- SÉRIE D'EXERCICES:
1. Recopie mot pour mot le passage du texte sur la grotte de Shum Laka qui commence à « De nombreux fragments » et se termine à « en position fœtale[1]. ».
2. Dans le texte sur la grotte de Shum Laka, de quelles roches sont faites les pierres taillées ? Donne-les toutes.
3. Reprends le texte sur la grotte de Shum Laka là où il s'arrête et poursuis-le.

- TEXTE FOURNI:
Grotte de Shum Laka

La Grotte de Shum Laka, au Cameroun, a été occupée par des populations humaines durant des millénaires. Le site est inscrit sur la liste indicatif du Cameroun pour le patrimoine mondial de l’Unesco.

Géographie

À 15 km de Bamenda, ce grand abri sous roche de 1 200 m2 est situé à 1 500 m d’altitude sur une montagne de 1 969 m. On y trouve des industries lithiques, des restes de faune et de flore, et de la céramique. Le site est non perturbé.

Les fragments retrouvés représentent des espèces typiques de la forêt alors qu’aujourd’hui c’est un milieu de savane.

Historique

La grotte de Shum Laka fut une découverte archéologique majeure des années 1980-1990[1].

Dans les années 1990, l’équipe de Pierre de Maret, de l’université libre de Bruxelles, découvrait 18 fossiles humains dans la grotte de Shum Laka, au Cameroun. Bien plus tard, ces chercheurs se sont rendu compte que cette grotte, située au frais derrière une chute d’eau et à 1 600 mètres d’altitude, pouvait avoir rendu possible quelque chose de presque impossible : la conservation, sous un climat tropical humide, d’ADN ancien. Ils ont alors invité des généticiens de l’université Harvard à en rechercher dans les squelettes de Shum Laka[2].

Les fouilles entreprises dans cette grotte (ainsi qu'à Fiye Nkwi et Mbi Crater) dans les années 1990 ont mis au jour des données s’étendant sur une période exceptionnelle.

Archéologie

De nombreux fragments de poteries récoltés, des pierres taillées (en quartz, rhyolite, trachyte, tuff) témoignent d’une tradition allant de l’industrie microlithique à la confection d’outils macrolithiques et de pierre polie.

À côté des ossements provenant d'une quarantaine d'espèces d'animaux. Les os d’antilopes et de buffles côtoient ceux de singes, de chimpanzés et de gorilles.

On a pu ainsi déterminer le régime alimentaire et le mode de vie de ces populations qui peuplaient les Grassfields[1]. Des ossements de neuf ensembles funéraires et de dix-huit squelettes humains ont été excavés.

L’occupation humaine du site remonte à 32 000 ans. Les 18 squelettes datent de 8 000 à 3 000 ans, ce qui en fait les plus anciens ossements humains de la sous-région. Ces squelettes, certains en connexion anatomique, étaient enterrés en position fœtale[1].

C’est le seul site en Afrique centrale où on voit l’évolution de l’homme de l’âge de la pierre à l’âge des métaux. On y trouve des anciennes pratiques funéraires, par exemple des corps enterrés dos à dos et en position contractée. La préservation de tous les matériaux est assurée.

Génétique

Une étude génétique publiée en 2020 a séquencé le génome de quatre individus, des enfants âgés entre 4 et 15 ans dont deux sont datés d'environ 8 000 ans et les deux autres d'environ 3 000 ans. Les deux plus anciens sont de l'haplogroupe mitochondrial L0a largement présent en Afrique du Sud-Est aujourd'hui, les deux plus récents sont de l'haplogroupe L1c trouvé actuellement principalement dans les populations de fermiers ou de chasseurs-cueilleurs d'Afrique de l'Ouest et du centre[3].

- BLOC DE DONNÉES:
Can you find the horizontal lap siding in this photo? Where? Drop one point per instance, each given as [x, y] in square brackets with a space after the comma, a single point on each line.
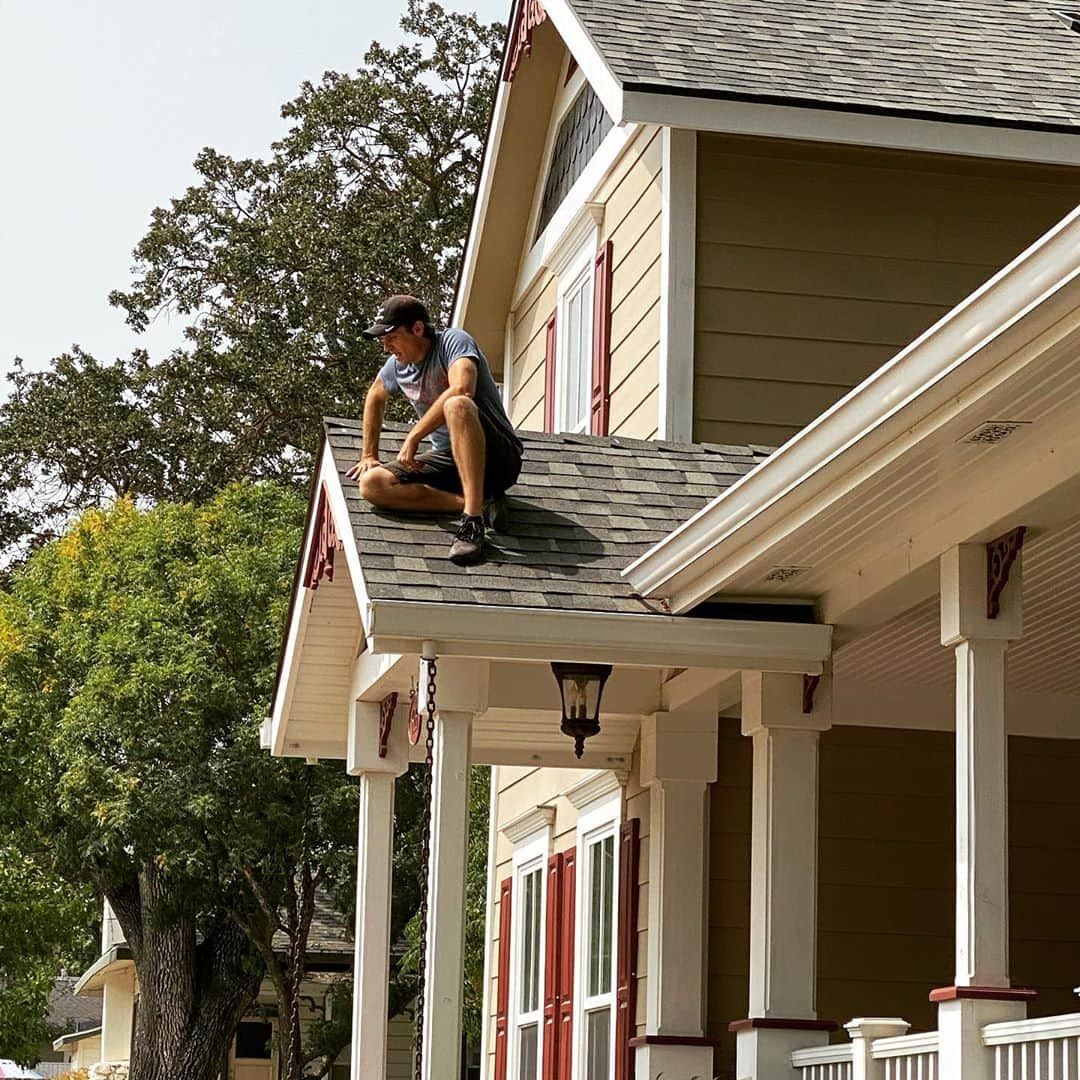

- CORRIGÉ:
1.
De nombreux fragments de poteries récoltés, des pierres taillées (en quartz, rhyolite, trachyte, tuff) témoignent d’une tradition allant de l’industrie microlithique à la confection d’outils macrolithiques et de pierre polie.

À côté des ossements provenant d'une quarantaine d'espèces d'animaux. Les os d’antilopes et de buffles côtoient ceux de singes, de chimpanzés et de gorilles.

On a pu ainsi déterminer le régime alimentaire et le mode de vie de ces populations qui peuplaient les Grassfields[1]. Des ossements de neuf ensembles funéraires et de dix-huit squelettes humains ont été excavés.

L’occupation humaine du site remonte à 32 000 ans. Les 18 squelettes datent de 8 000 à 3 000 ans, ce qui en fait les plus anciens ossements humains de la sous-région. Ces squelettes, certains en connexion anatomique, étaient enterrés en position fœtale[1].

2. quartz, rhyolite, trachyte, tuff

3.
Un des enfants, 2/SEII[3], est porteur d'un chromosome Y de l'haplogroupe A00 d'origine très ancienne et toujours présent chez les Mbo et les Bangwa (dans le nord du Cameroun) et leurs descendants[4]. Les quatre individus  y compris les plus jeunes  présentent un profil génétique plus proche de celui des chasseurs-cueilleurs (comme les Baka ou les Aka) que des populations bantoues actuelles. Pourtant la grotte est située non loin du foyer originel présumé des langues bantoues, qui ont connu une forte expansion territoriale il y a environ 5 000 ans.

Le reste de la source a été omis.